*Problem details*
Name each member of the Kruger Brothers mentioned in the article below about Jens Kruger's return to touring, along with the instrument each one plays.

The Kruger Brothers at the May 2018 Gettysburg Bluegrass Festival – photo by Frank Baker
After six weeks off, three surgeries and two hospital stays, banjo stylist Jens Kruger is back on the road with the Kruger Brothers.
Their day-night doubleheader of shows Friday at the Gettysburg Bluegrass Festival came on the first road trip for Kruger since kidney problems were discovered earlier this year. (He did play with the trio at MerleFest late last month, but that was a short car ride from the band’s Wilkesboro, NC, base.)
“It’s great to be back,” Kruger said after the band’s afternoon set on a rainy afternoon. Though he showed no physical signs of his illness, he said the anesthesia and two surgeries left him with “some mental holes” that are gradually improving.
There was no sign of that on stage, where Jens, brother and guitarist Uwe Kruger, and bassist Joel Landsburg played with the understated elegance that fans have come to expect, seamlessly weaving bluegrass and folk themes with melodic passages rooted in jazz and classical.
Kruger tried to stay upbeat when a growth was discovered on a kidney, but the outlook wasn’t exactly rosy.
“There was a small chance of a lucky outcome,” Kruger said backstage Friday afternoon, stopping his absentminded noodling on the five-string to underscore the gravity of what he was saying. “I was one of the lucky ones.”

*Raw data*
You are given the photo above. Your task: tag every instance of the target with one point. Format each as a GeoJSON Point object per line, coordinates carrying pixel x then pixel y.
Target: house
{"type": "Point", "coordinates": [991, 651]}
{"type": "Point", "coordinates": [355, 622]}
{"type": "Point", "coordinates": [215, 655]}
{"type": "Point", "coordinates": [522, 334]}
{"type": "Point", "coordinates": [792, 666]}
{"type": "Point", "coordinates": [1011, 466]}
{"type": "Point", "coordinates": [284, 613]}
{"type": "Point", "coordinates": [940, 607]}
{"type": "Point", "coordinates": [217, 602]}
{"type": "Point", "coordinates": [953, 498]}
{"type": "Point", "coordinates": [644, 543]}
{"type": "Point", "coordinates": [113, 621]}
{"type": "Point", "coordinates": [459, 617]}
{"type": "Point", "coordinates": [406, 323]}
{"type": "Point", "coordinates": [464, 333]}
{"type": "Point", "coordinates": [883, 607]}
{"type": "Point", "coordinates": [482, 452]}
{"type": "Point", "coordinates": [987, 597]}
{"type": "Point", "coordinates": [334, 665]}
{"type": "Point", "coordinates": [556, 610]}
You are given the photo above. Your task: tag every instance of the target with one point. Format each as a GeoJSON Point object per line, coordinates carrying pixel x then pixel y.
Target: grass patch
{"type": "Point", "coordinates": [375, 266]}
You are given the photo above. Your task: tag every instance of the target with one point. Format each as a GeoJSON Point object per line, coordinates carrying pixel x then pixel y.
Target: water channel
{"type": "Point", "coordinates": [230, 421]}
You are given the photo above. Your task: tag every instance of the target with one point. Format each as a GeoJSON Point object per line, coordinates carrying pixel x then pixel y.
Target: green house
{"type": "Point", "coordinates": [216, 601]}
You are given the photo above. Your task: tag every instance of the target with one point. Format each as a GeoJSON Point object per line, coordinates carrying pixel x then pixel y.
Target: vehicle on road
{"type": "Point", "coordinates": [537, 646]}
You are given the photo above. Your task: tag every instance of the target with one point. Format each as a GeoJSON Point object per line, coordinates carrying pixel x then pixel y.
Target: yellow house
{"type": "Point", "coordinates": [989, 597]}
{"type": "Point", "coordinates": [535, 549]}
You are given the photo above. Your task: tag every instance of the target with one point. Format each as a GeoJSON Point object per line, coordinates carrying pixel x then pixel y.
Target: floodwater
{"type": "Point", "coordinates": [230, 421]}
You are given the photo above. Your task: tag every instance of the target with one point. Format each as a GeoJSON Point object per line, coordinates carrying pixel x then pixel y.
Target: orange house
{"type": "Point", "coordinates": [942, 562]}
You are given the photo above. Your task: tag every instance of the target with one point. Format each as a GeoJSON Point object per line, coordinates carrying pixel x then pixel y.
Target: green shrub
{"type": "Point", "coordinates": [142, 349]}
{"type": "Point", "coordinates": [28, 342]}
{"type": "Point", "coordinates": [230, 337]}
==
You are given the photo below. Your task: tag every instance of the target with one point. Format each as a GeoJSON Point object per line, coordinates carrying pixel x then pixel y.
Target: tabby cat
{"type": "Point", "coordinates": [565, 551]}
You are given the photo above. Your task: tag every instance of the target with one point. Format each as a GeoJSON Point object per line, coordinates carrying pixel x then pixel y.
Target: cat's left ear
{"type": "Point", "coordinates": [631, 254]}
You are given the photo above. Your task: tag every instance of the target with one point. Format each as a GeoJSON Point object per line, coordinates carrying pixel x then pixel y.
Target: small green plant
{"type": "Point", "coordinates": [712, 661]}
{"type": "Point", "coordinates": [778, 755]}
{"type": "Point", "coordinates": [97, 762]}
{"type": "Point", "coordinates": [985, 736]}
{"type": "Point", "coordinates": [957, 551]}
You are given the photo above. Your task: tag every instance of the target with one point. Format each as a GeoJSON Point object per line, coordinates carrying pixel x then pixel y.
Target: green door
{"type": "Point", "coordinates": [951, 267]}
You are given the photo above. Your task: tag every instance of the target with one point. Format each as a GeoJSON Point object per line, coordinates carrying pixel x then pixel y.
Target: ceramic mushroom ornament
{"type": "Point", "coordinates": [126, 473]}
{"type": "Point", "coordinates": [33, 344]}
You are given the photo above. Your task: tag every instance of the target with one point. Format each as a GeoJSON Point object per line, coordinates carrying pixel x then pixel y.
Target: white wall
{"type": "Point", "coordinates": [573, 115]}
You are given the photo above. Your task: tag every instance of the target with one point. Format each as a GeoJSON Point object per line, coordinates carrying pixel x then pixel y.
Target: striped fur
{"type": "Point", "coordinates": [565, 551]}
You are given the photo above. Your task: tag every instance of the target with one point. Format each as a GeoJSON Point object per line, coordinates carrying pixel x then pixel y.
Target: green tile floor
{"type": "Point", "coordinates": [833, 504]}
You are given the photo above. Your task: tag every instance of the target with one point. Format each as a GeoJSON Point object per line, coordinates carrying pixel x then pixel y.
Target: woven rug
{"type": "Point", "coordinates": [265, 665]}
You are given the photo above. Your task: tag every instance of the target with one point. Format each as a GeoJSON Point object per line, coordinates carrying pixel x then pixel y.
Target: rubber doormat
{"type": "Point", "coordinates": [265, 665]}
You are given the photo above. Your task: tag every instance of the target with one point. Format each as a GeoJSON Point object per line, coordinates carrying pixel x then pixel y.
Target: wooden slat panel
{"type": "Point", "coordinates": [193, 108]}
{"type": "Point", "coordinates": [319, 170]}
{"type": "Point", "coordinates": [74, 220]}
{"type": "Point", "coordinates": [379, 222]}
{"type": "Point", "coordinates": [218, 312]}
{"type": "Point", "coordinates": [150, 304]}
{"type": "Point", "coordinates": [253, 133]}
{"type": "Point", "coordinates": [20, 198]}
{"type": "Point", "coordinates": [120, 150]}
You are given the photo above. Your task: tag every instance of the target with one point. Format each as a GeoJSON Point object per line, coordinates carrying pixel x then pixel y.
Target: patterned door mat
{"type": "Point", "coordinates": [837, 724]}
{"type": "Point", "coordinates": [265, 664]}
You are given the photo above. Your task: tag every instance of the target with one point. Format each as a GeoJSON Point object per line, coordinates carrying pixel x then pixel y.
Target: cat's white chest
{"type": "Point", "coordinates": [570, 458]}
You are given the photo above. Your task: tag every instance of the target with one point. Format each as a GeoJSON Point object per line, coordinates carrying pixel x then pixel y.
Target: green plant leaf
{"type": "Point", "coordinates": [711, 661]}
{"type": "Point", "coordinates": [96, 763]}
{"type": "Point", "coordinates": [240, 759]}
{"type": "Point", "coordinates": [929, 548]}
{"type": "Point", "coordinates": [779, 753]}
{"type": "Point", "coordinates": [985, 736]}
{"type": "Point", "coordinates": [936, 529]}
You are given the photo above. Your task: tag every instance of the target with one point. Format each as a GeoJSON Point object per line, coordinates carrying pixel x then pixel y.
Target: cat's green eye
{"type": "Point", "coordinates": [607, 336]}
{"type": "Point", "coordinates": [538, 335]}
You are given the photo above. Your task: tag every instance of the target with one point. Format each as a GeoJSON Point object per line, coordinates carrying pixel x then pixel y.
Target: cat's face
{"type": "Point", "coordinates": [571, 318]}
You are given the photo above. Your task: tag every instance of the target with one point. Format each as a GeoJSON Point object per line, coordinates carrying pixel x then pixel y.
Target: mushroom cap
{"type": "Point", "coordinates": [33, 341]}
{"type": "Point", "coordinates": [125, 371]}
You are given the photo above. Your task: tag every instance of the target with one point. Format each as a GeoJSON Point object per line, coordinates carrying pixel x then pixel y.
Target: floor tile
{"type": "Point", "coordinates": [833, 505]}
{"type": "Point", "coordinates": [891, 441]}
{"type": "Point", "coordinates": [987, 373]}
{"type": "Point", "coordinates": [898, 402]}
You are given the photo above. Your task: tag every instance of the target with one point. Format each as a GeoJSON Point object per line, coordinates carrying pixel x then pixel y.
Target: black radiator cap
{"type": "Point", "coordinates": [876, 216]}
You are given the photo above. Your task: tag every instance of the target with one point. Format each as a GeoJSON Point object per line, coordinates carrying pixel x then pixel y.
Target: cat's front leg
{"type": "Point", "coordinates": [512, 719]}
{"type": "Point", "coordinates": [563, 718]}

*Solution*
- Jens Kruger: banjo
- Uwe Kruger: guitar
- Joel Landsburg: bass